§ Task item
Write the data below out again in full, exactly as shown.
Data extracts below:
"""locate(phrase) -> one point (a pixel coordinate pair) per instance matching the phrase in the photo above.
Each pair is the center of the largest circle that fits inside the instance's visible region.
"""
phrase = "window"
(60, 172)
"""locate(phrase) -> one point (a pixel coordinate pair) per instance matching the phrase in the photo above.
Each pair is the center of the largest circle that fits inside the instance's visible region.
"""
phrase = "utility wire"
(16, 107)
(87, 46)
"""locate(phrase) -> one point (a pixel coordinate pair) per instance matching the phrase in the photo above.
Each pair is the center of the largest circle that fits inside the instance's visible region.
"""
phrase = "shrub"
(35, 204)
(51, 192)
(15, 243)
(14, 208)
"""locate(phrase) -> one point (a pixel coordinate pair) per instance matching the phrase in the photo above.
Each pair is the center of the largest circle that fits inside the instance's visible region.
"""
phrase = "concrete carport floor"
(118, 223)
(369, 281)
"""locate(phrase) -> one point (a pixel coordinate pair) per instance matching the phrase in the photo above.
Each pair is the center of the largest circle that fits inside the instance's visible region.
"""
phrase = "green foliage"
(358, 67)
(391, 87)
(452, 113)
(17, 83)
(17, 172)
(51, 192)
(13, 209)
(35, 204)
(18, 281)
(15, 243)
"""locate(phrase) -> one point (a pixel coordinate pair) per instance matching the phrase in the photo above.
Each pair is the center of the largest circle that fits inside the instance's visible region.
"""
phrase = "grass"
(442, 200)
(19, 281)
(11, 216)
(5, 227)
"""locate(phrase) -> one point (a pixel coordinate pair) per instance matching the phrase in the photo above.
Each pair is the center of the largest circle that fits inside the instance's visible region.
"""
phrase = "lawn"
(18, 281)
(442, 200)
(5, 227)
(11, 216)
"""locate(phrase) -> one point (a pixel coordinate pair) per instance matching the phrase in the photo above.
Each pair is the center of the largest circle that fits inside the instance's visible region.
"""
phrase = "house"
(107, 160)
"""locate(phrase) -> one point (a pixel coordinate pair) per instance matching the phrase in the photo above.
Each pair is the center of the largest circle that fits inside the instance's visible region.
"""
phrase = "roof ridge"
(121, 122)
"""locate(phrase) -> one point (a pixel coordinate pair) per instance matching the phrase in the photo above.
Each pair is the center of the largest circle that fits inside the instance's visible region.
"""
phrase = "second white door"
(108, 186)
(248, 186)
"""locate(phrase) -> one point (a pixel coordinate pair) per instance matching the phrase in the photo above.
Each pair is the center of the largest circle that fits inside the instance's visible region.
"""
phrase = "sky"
End of Data extracts.
§ Written solution
"""locate(phrase) -> one point (a pixel coordinate pair) per instance matching the phrase in the photo above.
Each pair is the center of the largest circle that fits inside the instance's visible region.
"""
phrase = "window"
(60, 172)
"""locate(phrase) -> one point (a pixel coordinate pair) per instance matching the phrase in the photo above.
Each pair is the center of the largest circle that fits inside the instance's visible region.
"""
phrase = "utility wire"
(16, 107)
(87, 46)
"""locate(phrase) -> one point (a pixel coordinate pair) per instance matching the phrase in the photo above.
Each pair is the center of the largest circle that fits inside the instance's visible region.
"""
phrase = "shrub"
(35, 204)
(51, 192)
(15, 243)
(14, 208)
"""locate(phrase) -> one point (a pixel coordinate pair) per instance matching the phrase in the photo above.
Each pair is the center of the largest circle that fits inside the instance's visible region.
"""
phrase = "concrete carport floor"
(118, 223)
(369, 281)
"""locate(phrase) -> one point (a pixel coordinate pair) per instance matching the phrase in the photo above.
Each pair is the center of the largest circle that fits inside the instance's visible region.
"""
phrase = "green foliage"
(358, 67)
(391, 87)
(452, 113)
(17, 83)
(17, 172)
(51, 192)
(13, 209)
(35, 204)
(18, 281)
(15, 243)
"""locate(phrase) -> one point (a pixel coordinate pair) per instance matching the phrase in the photo above.
Each pair is the center of the largest circle that fits inside the instance's visible region.
"""
phrase = "grass"
(442, 200)
(19, 281)
(11, 216)
(5, 227)
"""locate(phrase) -> one point (a pixel coordinate pair) per instance matching the phrase in the photo above.
Each pair is the center of the largest circle that fits inside the instance's visible region.
"""
phrase = "lawn"
(18, 281)
(442, 200)
(5, 227)
(11, 216)
"""locate(phrase) -> one point (a pixel coordinate pair) per instance matching the phrase in the photo above.
Each pair is the center of the largest circle that fits inside the instance's visible region.
"""
phrase = "house"
(107, 160)
"""locate(phrase) -> one point (a pixel coordinate pair) per instance matching the phrase in the photo above.
Each pair is the center of the largest circle that fits inside the instance's visible region.
"""
phrase = "roof ridge"
(121, 122)
"""locate(phrase) -> one point (a pixel coordinate pair) per instance matching the phrase in the photo above.
Each pair is the center of the largest circle that fits inside the instance's visible region.
"""
phrase = "second white door"
(108, 186)
(248, 186)
"""locate(phrase) -> one point (a pixel coordinate pair) per instance matching the phrase in the photo above.
Each pair is the center of the largest circle that fits inside the instance's visible region.
"""
phrase = "sky"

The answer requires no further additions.